In the Union County, Ohio incident report below, on what date was the ransom paid in Bitcoin?

> Given text
###
Cyber Incident Victim: Union County, Ohio
Date:
May 2025
Location:
United States of America
Summary
Union County, Ohio reportedly paid a $1 million ransom to the Kairos cyber extortion group to stop the release of data taken in a brute‑force intrusion. The attackers claimed to have stolen over two terabytes of files and, after a three‑week negotiation that saw the county’s offer rise from $100,000 to $430,000, accepted the $1 million payment in cryptocurrency. Kairos pressured the victim with threats of public exposure while controlling deadlines and providing proof‑of‑access artifacts. Ransom‑ISAC noted the incident was a pure extortion attack without file‑encrypting ransomware and that the county’s responses reflected efforts to coordinate legal, leadership, financial and communications decisions. The breach exposed personal data of tens of thousands of individuals, including names, birth dates, identification numbers, Social Security numbers, financial and medical details, fingerprints and payment card information.
| CIA Posture | Motives | Tactics, Techniques & Procedures |
|---|---|---|
| Available to members | 1 motive | 0 techniques |
| Threat Actor | Type | Location |
|---|---|---|
| 1 actor | Available to members | Available to members |
Description
In May 2025, Union County, Ohio experienced a brute-force intrusion that allowed threat actors to gain access to its network and exfiltrate over two terabytes of data, equivalent to approximately 1.6 million files. The attackers claimed possession of the stolen data and identified themselves as the Kairos cyber extortion group. The intrusion did not involve file-encrypting ransomware but was characterized as an extortion operation aimed at threatening public disclosure of the compromised information.

Following the intrusion, Kairos initiated negotiations demanding three million dollars in cryptocurrency. Over a three-week period, the county’s responses increased from an initial offer of one hundred thousand dollars to four hundred thirty thousand dollars before ultimately accepting a hard deadline set by the attackers and agreeing to pay one million dollars. The payment was made in Bitcoin on June 13, 2025, after the attackers maintained pressure through threats of public exposure and by retaining control of negotiation timelines and proof-of-access artifacts. Ransom-ISAC observed that the county’s conduct reflected an effort to buy time while coordinating legal, leadership, financial, and communications decisions.
###
> Data listing
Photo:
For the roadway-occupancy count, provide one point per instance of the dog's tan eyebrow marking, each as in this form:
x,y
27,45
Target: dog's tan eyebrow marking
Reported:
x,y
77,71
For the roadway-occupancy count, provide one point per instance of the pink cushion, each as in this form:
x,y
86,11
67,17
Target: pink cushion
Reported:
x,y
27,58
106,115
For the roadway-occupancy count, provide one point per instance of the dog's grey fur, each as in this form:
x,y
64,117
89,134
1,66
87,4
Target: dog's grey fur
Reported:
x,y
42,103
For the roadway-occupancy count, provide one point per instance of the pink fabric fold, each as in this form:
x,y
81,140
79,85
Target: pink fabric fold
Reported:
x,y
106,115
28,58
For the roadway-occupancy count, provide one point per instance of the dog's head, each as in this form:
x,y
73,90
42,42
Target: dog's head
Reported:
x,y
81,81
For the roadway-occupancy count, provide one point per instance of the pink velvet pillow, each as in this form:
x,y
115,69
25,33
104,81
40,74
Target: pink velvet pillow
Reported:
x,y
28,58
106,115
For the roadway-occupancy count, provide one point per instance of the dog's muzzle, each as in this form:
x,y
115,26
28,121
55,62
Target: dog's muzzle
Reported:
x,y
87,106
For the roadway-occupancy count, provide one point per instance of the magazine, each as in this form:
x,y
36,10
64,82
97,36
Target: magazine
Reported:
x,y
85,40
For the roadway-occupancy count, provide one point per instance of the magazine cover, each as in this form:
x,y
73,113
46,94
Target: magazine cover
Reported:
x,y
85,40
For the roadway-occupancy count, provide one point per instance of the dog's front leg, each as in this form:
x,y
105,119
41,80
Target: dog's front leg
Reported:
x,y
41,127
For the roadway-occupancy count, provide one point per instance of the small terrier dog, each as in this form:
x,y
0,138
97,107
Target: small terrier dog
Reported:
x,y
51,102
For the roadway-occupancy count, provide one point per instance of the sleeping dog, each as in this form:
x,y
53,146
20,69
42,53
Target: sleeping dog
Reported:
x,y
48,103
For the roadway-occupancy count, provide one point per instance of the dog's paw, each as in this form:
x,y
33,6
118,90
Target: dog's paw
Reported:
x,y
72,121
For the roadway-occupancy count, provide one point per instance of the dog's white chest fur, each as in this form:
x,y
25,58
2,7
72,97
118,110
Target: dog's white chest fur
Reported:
###
> Answer to this problem
June 13, 2025